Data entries
================
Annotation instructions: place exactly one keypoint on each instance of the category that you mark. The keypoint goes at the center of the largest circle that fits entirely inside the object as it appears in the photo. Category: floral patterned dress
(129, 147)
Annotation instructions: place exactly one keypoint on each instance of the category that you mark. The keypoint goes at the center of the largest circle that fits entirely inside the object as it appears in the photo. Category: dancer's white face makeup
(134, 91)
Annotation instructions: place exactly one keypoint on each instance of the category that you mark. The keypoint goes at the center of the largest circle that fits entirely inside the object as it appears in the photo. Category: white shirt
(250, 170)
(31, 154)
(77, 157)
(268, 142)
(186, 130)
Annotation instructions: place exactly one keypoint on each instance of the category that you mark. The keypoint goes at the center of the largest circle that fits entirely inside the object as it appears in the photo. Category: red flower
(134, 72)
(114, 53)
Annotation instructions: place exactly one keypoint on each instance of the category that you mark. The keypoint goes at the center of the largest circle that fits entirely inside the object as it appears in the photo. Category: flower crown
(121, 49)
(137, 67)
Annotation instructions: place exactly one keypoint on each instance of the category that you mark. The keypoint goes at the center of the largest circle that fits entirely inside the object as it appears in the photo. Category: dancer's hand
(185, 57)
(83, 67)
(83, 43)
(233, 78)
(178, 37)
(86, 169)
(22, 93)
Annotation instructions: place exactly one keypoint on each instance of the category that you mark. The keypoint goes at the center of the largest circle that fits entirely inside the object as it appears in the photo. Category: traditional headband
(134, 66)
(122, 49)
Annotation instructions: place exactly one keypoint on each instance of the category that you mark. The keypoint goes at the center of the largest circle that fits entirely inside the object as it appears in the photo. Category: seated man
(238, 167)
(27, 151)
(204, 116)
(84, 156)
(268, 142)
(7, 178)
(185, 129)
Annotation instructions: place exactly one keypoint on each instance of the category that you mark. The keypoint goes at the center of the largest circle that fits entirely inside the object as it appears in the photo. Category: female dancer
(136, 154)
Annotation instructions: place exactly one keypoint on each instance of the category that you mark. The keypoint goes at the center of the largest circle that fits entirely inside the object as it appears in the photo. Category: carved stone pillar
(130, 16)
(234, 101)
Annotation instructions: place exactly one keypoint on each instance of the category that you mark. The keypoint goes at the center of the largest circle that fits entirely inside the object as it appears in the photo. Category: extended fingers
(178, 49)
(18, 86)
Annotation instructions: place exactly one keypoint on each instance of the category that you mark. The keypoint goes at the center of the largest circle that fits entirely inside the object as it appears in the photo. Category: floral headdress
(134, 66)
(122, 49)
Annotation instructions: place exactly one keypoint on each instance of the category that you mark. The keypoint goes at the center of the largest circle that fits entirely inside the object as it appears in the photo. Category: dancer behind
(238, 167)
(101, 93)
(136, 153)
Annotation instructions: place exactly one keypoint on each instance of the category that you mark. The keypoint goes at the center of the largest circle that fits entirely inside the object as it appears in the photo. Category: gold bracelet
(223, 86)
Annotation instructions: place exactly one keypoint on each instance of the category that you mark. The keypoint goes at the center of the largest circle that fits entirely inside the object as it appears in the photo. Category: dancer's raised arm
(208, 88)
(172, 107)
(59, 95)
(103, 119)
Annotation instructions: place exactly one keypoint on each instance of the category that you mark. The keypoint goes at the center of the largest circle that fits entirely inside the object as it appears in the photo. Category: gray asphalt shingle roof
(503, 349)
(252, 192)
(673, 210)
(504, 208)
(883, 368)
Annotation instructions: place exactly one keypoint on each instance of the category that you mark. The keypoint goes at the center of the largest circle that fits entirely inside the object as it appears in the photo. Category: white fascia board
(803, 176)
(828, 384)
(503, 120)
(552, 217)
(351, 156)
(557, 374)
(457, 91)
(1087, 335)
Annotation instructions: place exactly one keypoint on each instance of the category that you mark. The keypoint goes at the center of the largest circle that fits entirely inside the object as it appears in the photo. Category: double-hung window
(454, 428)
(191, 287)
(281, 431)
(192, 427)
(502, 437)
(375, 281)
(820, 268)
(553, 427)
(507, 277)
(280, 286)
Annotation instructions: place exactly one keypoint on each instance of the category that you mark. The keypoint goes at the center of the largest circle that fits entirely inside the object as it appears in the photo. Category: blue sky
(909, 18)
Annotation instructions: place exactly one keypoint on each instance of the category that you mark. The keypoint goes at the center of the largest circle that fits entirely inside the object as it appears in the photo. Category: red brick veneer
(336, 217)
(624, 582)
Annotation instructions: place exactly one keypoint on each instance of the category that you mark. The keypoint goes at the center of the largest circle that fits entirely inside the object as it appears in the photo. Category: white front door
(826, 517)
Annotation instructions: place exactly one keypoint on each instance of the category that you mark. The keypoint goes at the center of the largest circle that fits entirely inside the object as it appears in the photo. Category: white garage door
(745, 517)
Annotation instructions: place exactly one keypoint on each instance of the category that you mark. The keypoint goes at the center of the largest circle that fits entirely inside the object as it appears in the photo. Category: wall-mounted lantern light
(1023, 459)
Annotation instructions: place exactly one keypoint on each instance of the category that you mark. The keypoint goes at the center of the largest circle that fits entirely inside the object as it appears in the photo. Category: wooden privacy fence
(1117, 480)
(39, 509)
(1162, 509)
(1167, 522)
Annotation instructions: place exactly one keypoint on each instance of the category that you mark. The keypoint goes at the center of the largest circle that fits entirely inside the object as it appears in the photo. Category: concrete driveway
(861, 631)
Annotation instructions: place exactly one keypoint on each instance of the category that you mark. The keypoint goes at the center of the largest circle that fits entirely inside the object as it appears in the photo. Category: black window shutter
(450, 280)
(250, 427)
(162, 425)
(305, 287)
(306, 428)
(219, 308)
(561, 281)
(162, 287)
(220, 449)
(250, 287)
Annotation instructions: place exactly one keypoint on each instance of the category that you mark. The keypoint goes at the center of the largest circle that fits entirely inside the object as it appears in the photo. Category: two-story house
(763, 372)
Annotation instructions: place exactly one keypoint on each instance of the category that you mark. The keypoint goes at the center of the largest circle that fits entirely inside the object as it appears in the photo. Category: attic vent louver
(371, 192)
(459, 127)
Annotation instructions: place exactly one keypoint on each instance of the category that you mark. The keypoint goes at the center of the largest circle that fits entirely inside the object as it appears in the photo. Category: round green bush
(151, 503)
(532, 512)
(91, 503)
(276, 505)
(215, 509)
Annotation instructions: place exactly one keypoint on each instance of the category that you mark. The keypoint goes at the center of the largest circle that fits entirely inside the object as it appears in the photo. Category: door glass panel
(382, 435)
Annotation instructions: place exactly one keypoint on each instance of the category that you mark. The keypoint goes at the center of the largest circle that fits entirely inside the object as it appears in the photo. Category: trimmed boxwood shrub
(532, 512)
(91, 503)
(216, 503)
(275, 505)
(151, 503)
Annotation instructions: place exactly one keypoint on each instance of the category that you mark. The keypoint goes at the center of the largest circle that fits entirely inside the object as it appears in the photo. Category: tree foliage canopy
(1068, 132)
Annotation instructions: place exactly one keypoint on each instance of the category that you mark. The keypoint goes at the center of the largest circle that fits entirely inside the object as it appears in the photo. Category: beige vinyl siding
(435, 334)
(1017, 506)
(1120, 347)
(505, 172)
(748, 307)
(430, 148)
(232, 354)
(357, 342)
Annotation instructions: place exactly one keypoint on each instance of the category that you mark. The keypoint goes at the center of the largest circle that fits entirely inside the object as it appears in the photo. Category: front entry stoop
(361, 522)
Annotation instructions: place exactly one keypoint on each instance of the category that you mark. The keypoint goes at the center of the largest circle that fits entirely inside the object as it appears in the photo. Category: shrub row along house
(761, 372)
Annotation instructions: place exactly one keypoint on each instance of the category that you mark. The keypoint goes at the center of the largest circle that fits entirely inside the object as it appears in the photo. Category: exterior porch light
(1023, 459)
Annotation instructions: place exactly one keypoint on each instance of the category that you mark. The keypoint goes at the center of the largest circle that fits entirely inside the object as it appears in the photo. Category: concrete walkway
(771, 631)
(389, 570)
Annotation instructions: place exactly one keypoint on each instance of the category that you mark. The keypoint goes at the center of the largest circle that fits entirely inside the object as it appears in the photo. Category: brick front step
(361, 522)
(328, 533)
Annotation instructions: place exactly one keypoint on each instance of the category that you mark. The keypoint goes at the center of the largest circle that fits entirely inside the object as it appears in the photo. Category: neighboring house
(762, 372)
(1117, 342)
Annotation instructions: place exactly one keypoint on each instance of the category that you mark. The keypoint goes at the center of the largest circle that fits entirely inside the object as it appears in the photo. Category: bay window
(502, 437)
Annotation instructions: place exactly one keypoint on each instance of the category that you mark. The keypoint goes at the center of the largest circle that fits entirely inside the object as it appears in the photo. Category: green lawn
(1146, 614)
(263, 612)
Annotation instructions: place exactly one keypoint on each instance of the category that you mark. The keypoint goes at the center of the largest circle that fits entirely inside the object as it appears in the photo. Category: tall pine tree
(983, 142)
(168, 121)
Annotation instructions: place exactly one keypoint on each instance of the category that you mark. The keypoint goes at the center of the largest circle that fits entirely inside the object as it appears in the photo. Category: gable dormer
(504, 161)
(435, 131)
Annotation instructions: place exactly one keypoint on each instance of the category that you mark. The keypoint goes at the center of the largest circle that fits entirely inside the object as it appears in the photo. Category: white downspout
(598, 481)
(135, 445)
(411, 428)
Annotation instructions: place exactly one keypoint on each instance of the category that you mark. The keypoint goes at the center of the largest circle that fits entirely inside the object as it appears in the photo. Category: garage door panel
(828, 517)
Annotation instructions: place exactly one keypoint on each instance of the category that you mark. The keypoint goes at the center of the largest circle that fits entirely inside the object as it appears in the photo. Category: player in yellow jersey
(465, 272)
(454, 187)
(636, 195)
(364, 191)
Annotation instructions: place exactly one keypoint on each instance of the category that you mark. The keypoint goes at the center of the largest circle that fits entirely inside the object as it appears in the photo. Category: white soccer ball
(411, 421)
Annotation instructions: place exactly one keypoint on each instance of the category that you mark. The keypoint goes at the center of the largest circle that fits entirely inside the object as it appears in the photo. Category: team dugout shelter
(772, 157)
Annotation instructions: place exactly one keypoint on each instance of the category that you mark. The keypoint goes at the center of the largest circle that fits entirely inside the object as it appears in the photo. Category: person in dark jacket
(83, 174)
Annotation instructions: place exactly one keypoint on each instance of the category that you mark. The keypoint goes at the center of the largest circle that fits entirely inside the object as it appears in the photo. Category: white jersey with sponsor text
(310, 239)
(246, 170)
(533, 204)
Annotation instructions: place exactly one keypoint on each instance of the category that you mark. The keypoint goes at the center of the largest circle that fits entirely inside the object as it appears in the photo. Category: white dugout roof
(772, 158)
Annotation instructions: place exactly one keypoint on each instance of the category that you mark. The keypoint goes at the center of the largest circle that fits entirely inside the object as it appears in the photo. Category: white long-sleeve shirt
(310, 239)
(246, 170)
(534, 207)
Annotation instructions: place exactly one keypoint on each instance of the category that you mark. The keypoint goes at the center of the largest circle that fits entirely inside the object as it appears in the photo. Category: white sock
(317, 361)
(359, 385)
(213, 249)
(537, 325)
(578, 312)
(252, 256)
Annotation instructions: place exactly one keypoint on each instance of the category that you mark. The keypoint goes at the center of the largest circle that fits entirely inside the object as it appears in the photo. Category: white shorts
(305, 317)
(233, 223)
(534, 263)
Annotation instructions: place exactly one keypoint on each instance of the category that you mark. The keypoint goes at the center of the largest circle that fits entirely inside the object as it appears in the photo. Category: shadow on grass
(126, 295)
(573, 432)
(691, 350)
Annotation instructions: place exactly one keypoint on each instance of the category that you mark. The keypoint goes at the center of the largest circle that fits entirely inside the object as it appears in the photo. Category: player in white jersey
================
**EXERCISE DIRECTIONS:** Nothing but the lines from the one with "Category: white sock" through the last line should be repeated, each exactly as it stands.

**EXERCISE SOLUTION:**
Annotation instructions: place exactly one keypoint on each instance of the category that you mark. The keypoint goes at the center of the largest circle that fits entirely inside the object as it appears in the photo. Category: white sock
(317, 361)
(359, 385)
(213, 249)
(537, 325)
(578, 312)
(252, 256)
Annotation instructions: place exactly one keypoint on each instance of the category that you mark. The keypoint goes at the center of the largest circle that fits entirely inside the object as it appears in the photo. Category: white shorts
(305, 317)
(233, 223)
(534, 263)
Annotation instructions: place exactly one keypoint on each instance of the category that you mark. The keypoint goes at the center of the largest circle that fits entirely inside the object as it appears in the photo. Category: shadow on grass
(126, 295)
(573, 432)
(691, 350)
Annotation instructions: place exactly one keypoint on each instance of the category that you mark. The keypoint goes at the center of the largest circle that fits entirely inside the object as it appears in the photo. Category: player in white jersey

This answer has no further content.